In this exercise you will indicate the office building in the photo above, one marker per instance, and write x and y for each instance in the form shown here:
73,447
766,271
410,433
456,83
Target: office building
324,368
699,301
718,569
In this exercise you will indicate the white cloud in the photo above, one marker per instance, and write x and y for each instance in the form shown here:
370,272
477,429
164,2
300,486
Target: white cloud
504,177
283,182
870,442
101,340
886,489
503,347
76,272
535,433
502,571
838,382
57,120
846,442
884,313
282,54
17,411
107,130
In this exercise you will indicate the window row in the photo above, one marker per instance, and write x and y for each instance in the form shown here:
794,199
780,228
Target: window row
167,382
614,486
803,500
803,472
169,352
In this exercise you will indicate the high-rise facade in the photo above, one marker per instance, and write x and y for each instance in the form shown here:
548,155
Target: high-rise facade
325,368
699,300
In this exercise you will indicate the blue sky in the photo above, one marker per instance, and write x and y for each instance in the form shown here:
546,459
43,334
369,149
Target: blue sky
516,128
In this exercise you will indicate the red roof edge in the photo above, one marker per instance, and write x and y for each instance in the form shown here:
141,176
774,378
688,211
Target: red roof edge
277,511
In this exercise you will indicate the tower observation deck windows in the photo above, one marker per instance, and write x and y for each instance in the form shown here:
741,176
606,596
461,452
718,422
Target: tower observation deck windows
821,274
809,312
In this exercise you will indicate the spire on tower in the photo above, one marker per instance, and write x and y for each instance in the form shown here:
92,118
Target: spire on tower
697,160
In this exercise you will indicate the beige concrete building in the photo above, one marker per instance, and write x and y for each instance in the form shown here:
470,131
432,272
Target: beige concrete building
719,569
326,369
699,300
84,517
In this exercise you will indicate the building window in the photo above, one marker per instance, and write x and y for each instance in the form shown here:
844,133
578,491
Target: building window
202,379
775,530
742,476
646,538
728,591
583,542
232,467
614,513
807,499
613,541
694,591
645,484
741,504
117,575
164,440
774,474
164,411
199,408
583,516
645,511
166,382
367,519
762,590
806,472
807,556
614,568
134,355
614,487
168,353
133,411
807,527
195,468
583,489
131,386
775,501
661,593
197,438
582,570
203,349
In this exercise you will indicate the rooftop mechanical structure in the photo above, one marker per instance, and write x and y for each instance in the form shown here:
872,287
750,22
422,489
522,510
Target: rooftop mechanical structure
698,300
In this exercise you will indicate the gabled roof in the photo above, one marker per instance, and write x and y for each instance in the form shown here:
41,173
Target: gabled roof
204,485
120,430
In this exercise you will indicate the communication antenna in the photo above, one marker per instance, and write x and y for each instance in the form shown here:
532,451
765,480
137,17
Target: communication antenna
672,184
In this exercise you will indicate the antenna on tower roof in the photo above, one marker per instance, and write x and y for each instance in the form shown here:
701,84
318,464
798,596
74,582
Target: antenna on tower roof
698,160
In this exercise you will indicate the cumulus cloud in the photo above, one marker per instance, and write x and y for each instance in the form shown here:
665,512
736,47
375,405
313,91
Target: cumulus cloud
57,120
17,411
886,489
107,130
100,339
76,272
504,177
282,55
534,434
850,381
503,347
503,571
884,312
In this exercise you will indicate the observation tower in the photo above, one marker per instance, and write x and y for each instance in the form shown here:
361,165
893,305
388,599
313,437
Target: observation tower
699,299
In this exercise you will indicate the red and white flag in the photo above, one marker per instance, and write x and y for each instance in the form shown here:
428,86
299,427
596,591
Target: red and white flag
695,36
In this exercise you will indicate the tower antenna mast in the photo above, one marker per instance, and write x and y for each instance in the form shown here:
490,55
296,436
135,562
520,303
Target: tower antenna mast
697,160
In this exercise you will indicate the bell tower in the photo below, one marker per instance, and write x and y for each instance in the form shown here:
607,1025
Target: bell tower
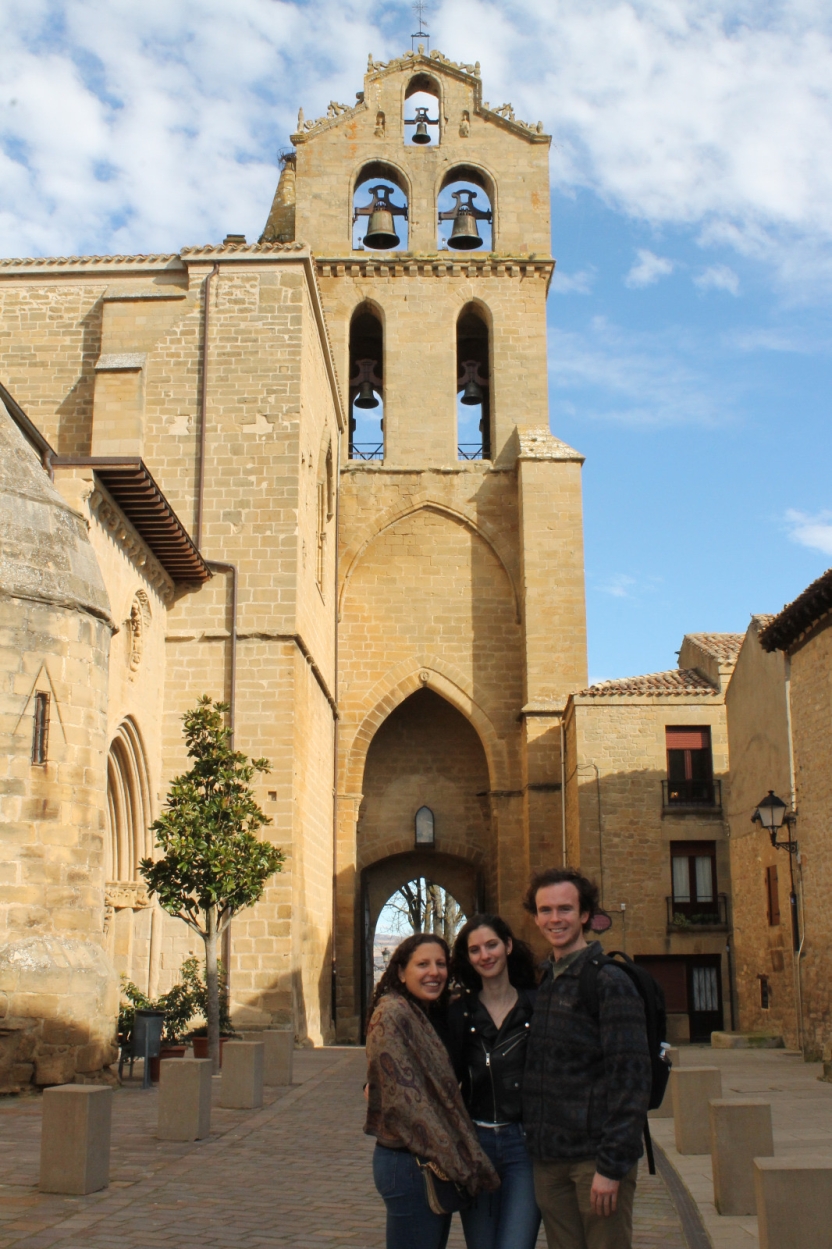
460,532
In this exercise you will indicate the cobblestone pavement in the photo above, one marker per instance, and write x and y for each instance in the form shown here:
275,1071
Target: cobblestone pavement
295,1173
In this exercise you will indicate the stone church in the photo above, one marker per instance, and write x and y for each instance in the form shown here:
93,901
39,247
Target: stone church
314,476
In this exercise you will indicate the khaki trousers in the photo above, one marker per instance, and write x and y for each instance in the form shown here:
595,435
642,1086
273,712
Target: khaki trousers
562,1193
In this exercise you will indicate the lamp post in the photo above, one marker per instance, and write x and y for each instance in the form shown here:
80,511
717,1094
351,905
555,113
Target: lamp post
771,814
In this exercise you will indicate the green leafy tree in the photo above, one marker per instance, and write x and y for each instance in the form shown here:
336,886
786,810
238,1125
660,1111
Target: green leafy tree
212,863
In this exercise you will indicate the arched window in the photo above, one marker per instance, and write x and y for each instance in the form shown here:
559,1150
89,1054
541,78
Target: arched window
380,209
422,111
366,385
128,804
472,382
466,211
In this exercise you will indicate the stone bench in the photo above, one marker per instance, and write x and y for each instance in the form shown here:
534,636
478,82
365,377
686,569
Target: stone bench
184,1099
75,1139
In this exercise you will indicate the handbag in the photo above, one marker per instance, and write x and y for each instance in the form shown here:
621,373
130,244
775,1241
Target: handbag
444,1195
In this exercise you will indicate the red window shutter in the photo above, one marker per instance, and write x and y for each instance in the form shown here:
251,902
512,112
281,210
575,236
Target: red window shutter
688,738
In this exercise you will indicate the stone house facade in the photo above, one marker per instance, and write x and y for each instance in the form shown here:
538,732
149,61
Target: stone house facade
780,711
647,793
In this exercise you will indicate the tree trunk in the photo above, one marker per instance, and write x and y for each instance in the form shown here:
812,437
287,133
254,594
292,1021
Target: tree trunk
212,986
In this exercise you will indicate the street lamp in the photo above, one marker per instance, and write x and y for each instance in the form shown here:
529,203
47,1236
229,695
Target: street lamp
771,814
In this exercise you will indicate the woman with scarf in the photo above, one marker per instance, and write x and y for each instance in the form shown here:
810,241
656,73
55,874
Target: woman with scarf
489,1033
427,1155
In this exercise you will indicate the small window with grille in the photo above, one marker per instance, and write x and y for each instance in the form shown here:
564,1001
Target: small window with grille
40,728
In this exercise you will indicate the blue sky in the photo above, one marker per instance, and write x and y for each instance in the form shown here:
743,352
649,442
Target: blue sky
690,316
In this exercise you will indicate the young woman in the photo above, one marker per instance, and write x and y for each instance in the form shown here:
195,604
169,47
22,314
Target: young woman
414,1104
489,1031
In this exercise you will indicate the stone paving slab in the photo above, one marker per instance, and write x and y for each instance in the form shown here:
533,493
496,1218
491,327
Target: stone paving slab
296,1173
801,1110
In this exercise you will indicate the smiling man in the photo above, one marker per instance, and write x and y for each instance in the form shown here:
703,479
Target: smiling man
587,1078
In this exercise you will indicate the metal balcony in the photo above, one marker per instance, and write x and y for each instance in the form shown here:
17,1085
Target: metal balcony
692,796
696,917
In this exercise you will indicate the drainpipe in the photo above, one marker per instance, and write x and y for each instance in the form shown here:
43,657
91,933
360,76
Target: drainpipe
792,899
200,475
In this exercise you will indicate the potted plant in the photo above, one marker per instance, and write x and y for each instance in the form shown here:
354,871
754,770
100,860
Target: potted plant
212,863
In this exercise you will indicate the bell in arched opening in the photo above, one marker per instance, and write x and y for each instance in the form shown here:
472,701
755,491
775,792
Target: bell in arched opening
381,230
465,235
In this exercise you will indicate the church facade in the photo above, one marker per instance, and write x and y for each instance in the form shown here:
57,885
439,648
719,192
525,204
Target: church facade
397,621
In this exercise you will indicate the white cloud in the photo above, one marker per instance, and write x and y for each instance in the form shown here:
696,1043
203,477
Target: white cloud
811,531
648,269
144,126
574,284
718,277
641,380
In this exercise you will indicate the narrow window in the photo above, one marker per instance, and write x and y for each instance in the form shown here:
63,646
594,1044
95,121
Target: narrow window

(EXERCISE REQUIREMENTS):
Write out each line of the data exactly; the images should be left out.

(COMPLETE OUTPUT):
In this exercise you will indicate the office building in the photo above, one marker per instance, and write x and y for each instance in the form shown here:
73,447
766,271
410,433
456,83
Target: office building
324,368
699,301
718,569
In this exercise you will indicate the white cloud in the photo above, one marker per instance, and write x and y for each instance in the form shown here:
370,272
477,429
164,2
300,486
Target: white cloud
504,177
283,182
870,442
101,340
886,489
503,347
76,272
535,433
502,571
838,382
57,120
846,442
884,313
282,54
17,411
107,130
In this exercise you will indicate the window row in the photo above, one marker per instance, and write x and y for each instance in the form shown here:
794,199
780,228
Target: window row
167,382
614,486
803,500
803,472
169,352
In this exercise you will indicate the high-rise facade in the photo above, one marker per instance, and write x and y for each instance in the form shown here:
548,155
Target: high-rise facade
325,368
699,300
In this exercise you will indicate the blue sky in the photo above, one marker per instance, and write x and y for each instance in the form shown here:
546,459
43,334
369,149
Target: blue sky
516,128
In this exercise you will indicate the red roof edge in the photo above, one marker per instance, and write x and y for each instance in the form shown here:
141,176
774,378
688,211
Target: red roof edge
277,511
In this exercise you will indicate the tower observation deck windows in the photo above, one marker per instance, and write x and y for each instance in the form shown here:
741,176
606,596
461,452
718,422
Target: tower observation deck windows
821,274
809,312
In this exercise you will indicate the spire on tower in the photo above, one marker per instance, and write x and y for each instance in the form shown here:
92,118
Target: spire on tower
697,160
In this exercise you will indicate the beige concrete building in the photo above, one marker per instance, and write x and y for each instance in the form shown here:
470,131
432,272
Target: beige concrete building
719,569
326,369
699,300
84,517
In this exercise you will indicate the building window in the photo above, one marker per instance, and write x and y for each instance in the form shown here:
844,133
578,491
Target: building window
202,379
775,530
742,476
646,538
728,591
583,542
232,467
614,513
807,499
613,541
694,591
645,484
741,504
117,575
164,440
774,474
164,411
199,408
583,516
645,511
166,382
367,519
762,590
806,472
807,556
614,568
134,355
614,487
168,353
133,411
807,527
195,468
583,489
131,386
775,501
661,593
197,438
582,570
203,349
In this exercise you will indicate the rooftop mechanical structure in the photo above, one marker per instance, and write x and y for each instance in the form shown here:
872,287
750,22
422,489
522,510
Target: rooftop mechanical structure
698,300
In this exercise you will indicate the gabled roof in the photo above, one marker per instance, and write x and y for each instance in the form shown here:
41,173
Target: gabled roof
204,485
120,430
In this exercise you will indicate the communication antenna in the photo above, one marker per instance, and write x and y for each instance in the form shown here:
532,451
765,480
137,17
Target: communication antenna
672,184
In this exercise you will indicate the antenna on tower roof in the photo above, one marker per instance, and write x and y for each instance in the form shown here:
701,84
318,464
798,596
74,582
Target: antenna on tower roof
698,160
In this exercise you will indicate the cumulus cloud in the photo above, one marker per instance, and write x and y for each instance in the form shown here:
665,512
736,47
375,405
313,91
Target: cumulus cloud
57,120
17,411
886,489
107,130
100,339
76,272
504,177
282,55
534,434
850,381
503,347
503,571
884,312
In this exercise you will indicate the observation tower in the photo above, one marker per instance, and write x and y for each instance in the form shown here:
361,165
893,305
388,599
313,437
Target: observation tower
699,299
In this exercise you will indicate the red and white flag in the photo above, one marker per instance, and write x and y for each instance in the form shown here:
428,86
299,427
596,591
Target: red and white flag
695,36
In this exercise you will indicate the tower antenna mast in the photo above, one marker per instance, and write x and y for each instance in the form shown here:
490,55
296,436
135,562
520,303
Target: tower antenna mast
697,160
In this exercise you will indicate the bell tower in the photo below, one marker per instance, and write x and y for each instance in the form shown here:
607,1025
Target: bell tower
460,532
In this exercise you will indicate the cobblestone pavement in the photo above, one marker per instance, and write x and y for each instance in the form shown here:
275,1071
Target: cobblestone pavement
295,1173
In this exercise you will indicate the stone church in the photo above, one marker per instance, and write x and y for each instance in the form shown here:
93,901
39,247
Target: stone church
314,476
In this exercise you will indicate the khaki trousers in the photo above, one marker per instance, and write x and y for each instance in the form shown here:
595,435
642,1086
273,712
Target: khaki trousers
562,1193
In this exercise you will indicate the lamp post in the photo above, one marker per instance, and write x and y for each instance in the form shown here:
80,511
717,1094
351,905
555,113
Target: lamp post
771,814
In this exercise you will indicate the green leafy tree in the photo above, one marker per instance, and write x and y for each instance in the form shown here:
336,886
786,810
238,1125
660,1111
Target: green leafy tree
212,863
In this exercise you will indicate the arched window in the photo above, one marker per instance, and write x and y for each instance in the form shown here:
559,1150
89,1054
541,78
Target: arched window
380,209
422,111
366,385
128,804
472,382
466,211
In this exercise you will indicate the stone bench in the photo above, one marker per instance, and write x and y for each instance in the form shown here:
534,636
478,82
365,377
686,569
Target: stone bench
184,1099
75,1139
In this exercise you will indicate the handbag in the photo above, one marker per instance, and write x and y for each instance in the form shown here:
621,373
130,244
775,1241
Target: handbag
444,1195
In this exercise you will indicate the red window shutter in the photo above, one marker per instance, and write x and y for each instance in the form shown here:
251,902
512,112
281,210
575,236
Target: red window shutter
688,738
In this exercise you will indicate the stone house facade in the photo above, one marker per instance, and write x and y for each instance in the form shown here:
538,732
149,61
Target: stone house facade
780,711
647,793
In this exercise you will indicate the tree trunk in the photo above, one marker per instance, and write x and y for each instance in the form shown here:
812,437
287,133
254,594
292,1021
Target: tree trunk
212,986
In this exercise you will indicate the street lamp in the photo above, one marker per instance, and write x and y for each instance in the form shown here:
529,203
47,1236
229,695
Target: street lamp
771,814
In this exercise you will indicate the woman with scarf in the photo above, one marker per instance, and write x and y for each instance in the form shown here:
810,241
656,73
55,874
Target: woman with scarf
489,1033
427,1155
In this exercise you will indicate the small window with grille in the photo above, one marker per instance, and write x and y for each instance in the form shown here:
564,1001
Target: small window with grille
40,728
In this exercise you will indicate the blue sky in the photo above, one marker per instance, and write x and y for each instance in the form shown here:
743,352
649,442
Target: blue sky
690,316
In this exercise you will indicate the young woman in the photo above, one marker per instance, and write x and y for each instance in the form shown here:
195,604
169,47
22,314
Target: young woman
414,1104
489,1031
In this exercise you will indicate the stone paving slab in the photo above, one marker per instance, and write x and y for each instance in the form shown here:
533,493
496,1218
491,327
Target: stone paving slab
296,1173
801,1110
In this exercise you will indicate the smiling man in the photo above, one marker per instance, and write x and y for each instance in the form shown here:
703,479
Target: smiling man
587,1078
In this exercise you will indicate the metal balcony in the photo above, one marker per instance, and write x and y for each instance in the form shown here:
17,1085
Target: metal balcony
692,796
696,917
In this exercise you will indicate the drainpipe in the photo above, one marker per instance, and write x and y for each instance in the form shown here:
43,657
91,933
360,76
Target: drainpipe
792,899
200,475
In this exercise you will indicate the potted plant in the photo above, one marker per instance, and write x and y for each instance in the form shown here:
354,871
754,770
100,860
Target: potted plant
212,863
In this exercise you will indicate the bell in arched opening in the photo above, one marker per instance, and write x and y for each instance in the form shown here:
472,701
755,491
775,792
Target: bell in arched opening
381,230
465,235
In this exercise you will indicate the church facade in the photo above, one marker per instance, and write x and y for each instance in the form shown here:
57,885
439,648
719,192
525,204
Target: church facade
397,621
In this exercise you will indicate the white cloud in the photo above, one marker per instance, and write x and y for each instance in the form shown here:
696,1043
203,477
Target: white cloud
811,531
648,269
144,126
574,284
718,277
641,380
In this exercise you will indicate the narrow window in the photo above, one marker per instance, and write x and y for each instance in the form shown here:
63,646
594,1044
95,121
Target: narrow window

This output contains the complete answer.